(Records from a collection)

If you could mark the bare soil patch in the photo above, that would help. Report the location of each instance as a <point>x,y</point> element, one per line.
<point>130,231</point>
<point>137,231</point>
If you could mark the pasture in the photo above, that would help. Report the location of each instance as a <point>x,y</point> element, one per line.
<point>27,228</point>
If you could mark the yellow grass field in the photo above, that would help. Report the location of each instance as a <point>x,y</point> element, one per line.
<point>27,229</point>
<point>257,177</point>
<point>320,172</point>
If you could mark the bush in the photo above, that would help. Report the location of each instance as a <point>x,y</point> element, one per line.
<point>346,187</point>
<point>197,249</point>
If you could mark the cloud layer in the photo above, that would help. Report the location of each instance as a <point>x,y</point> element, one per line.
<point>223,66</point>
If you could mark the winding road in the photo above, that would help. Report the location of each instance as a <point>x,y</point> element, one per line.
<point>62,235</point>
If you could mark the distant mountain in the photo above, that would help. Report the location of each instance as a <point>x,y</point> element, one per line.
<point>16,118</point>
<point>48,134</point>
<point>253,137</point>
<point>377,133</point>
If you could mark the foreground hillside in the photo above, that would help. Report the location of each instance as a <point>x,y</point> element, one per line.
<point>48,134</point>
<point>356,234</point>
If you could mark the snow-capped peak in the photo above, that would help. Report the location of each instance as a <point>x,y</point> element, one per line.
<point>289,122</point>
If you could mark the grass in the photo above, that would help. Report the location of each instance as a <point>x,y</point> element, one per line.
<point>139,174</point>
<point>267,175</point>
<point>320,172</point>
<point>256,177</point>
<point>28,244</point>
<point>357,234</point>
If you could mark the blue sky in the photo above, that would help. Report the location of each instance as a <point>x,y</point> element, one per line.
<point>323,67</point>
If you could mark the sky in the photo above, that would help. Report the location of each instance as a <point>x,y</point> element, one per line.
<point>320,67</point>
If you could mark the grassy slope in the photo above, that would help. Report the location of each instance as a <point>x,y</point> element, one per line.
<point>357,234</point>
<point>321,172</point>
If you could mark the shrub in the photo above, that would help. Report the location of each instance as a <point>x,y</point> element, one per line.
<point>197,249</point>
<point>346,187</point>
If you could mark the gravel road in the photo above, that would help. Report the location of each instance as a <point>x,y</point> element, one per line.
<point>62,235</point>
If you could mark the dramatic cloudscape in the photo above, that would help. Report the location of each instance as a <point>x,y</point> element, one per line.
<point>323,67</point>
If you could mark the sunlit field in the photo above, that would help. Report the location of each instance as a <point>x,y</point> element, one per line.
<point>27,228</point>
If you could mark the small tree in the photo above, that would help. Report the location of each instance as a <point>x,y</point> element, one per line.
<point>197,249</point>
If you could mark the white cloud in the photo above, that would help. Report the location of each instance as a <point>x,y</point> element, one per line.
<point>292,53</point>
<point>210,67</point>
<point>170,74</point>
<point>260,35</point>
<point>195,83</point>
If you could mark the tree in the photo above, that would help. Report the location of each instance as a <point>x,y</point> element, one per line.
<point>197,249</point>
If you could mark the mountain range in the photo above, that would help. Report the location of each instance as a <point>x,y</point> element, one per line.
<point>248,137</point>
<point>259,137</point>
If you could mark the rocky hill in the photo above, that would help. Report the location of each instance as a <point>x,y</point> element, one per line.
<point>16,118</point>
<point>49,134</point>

* **Exercise**
Could you give the rows above again, replacing "one per line" with "each on its own line" throughout and leaving everything else as it is?

* **Response to this task**
If you could mark the bare soil patch in the photo above, that would help. Report the location of each instance as a <point>x,y</point> element, each on its own line.
<point>130,231</point>
<point>137,231</point>
If you could mark the pasture in the photo above, that would help. Report the location of each instance as a <point>x,y</point> element, each on its own line.
<point>27,228</point>
If you could mark the yellow grass field in the photo above, that would help. Report the location of each instance as a <point>x,y</point> element, each on its own line.
<point>27,229</point>
<point>257,177</point>
<point>320,172</point>
If you could mark the bush in the photo above, that would help. Report the location of each instance as a <point>x,y</point> element, each on its own line.
<point>346,187</point>
<point>197,249</point>
If you could mark the cloud layer in the photo above, that would help. Report the location of each instance as a <point>x,y</point> element, each on its own line.
<point>223,66</point>
If you could mark the winding road in the photo above, that would help. Report the location of each instance as a <point>x,y</point> element, each on its own line.
<point>62,235</point>
If you could mark the distant mountain in the photo above, that would help. Report the location of each instance as a <point>x,y</point> element, each on its own line.
<point>16,118</point>
<point>48,134</point>
<point>253,137</point>
<point>377,133</point>
If you could mark the foreground hillside in the photo above, that would help. Report the location of each instance as a <point>x,y</point> element, each on its own line.
<point>48,134</point>
<point>356,234</point>
If you could mark the snow-capped peak in the photo above, that would help. Report the location of each instance as a <point>x,y</point> element, each on its own line.
<point>289,122</point>
If you could mark the grass in the photo above, that would help. Report the location of each instance as a <point>x,y</point> element, each on its own line.
<point>139,174</point>
<point>267,175</point>
<point>320,172</point>
<point>256,177</point>
<point>28,244</point>
<point>357,234</point>
If you could mark the blue sky in the photo above, that would help. Report the location of each instance as a <point>x,y</point> element, each on its own line.
<point>323,67</point>
If you could mark the sky in the photo above, that would help. Report the location of each instance as a <point>x,y</point> element, each on its own line.
<point>320,67</point>
If you could mark the grassy slope in the photo above, that would help. Report the location of each instance as a <point>x,y</point> element, each on its own line.
<point>357,234</point>
<point>321,172</point>
If you could mark the shrub in the photo above, that would help. Report the location of each instance as a <point>x,y</point> element, each on its own line.
<point>197,249</point>
<point>346,187</point>
If you could mark the gravel road in the photo above, that would help. Report the location of each instance as a <point>x,y</point> element, each on its own line.
<point>62,235</point>
If you could mark the dramatic cloudscape in the photo above, that would help. Report the location of each instance as a <point>x,y</point> element, each on its own line.
<point>323,67</point>
If you could mark the sunlit field in the photo above, that would help. Report the location of each instance as a <point>x,y</point> element, each on its own line.
<point>27,228</point>
If you could mark the small tree in the photo above, that would help. Report the location of each instance as a <point>x,y</point> element, each on its own line.
<point>197,249</point>
If you could mark the white cloud in the photo above, that would help. Report the location of each instance as a <point>x,y</point> element, each on its own line.
<point>292,53</point>
<point>210,67</point>
<point>170,74</point>
<point>260,35</point>
<point>195,83</point>
If you could mark the tree in the photo above, that would help. Report the location of each instance as a <point>x,y</point> element, each on its own line.
<point>197,249</point>
If you could mark the mountain range in the photo above, that would help. Report the location of each instance as a <point>x,y</point> element, each on its own line.
<point>248,137</point>
<point>259,137</point>
If you could mark the rocky hill in the photo above, that would help. Report the location of each instance as a <point>x,y</point> element, each on its own line.
<point>16,118</point>
<point>49,134</point>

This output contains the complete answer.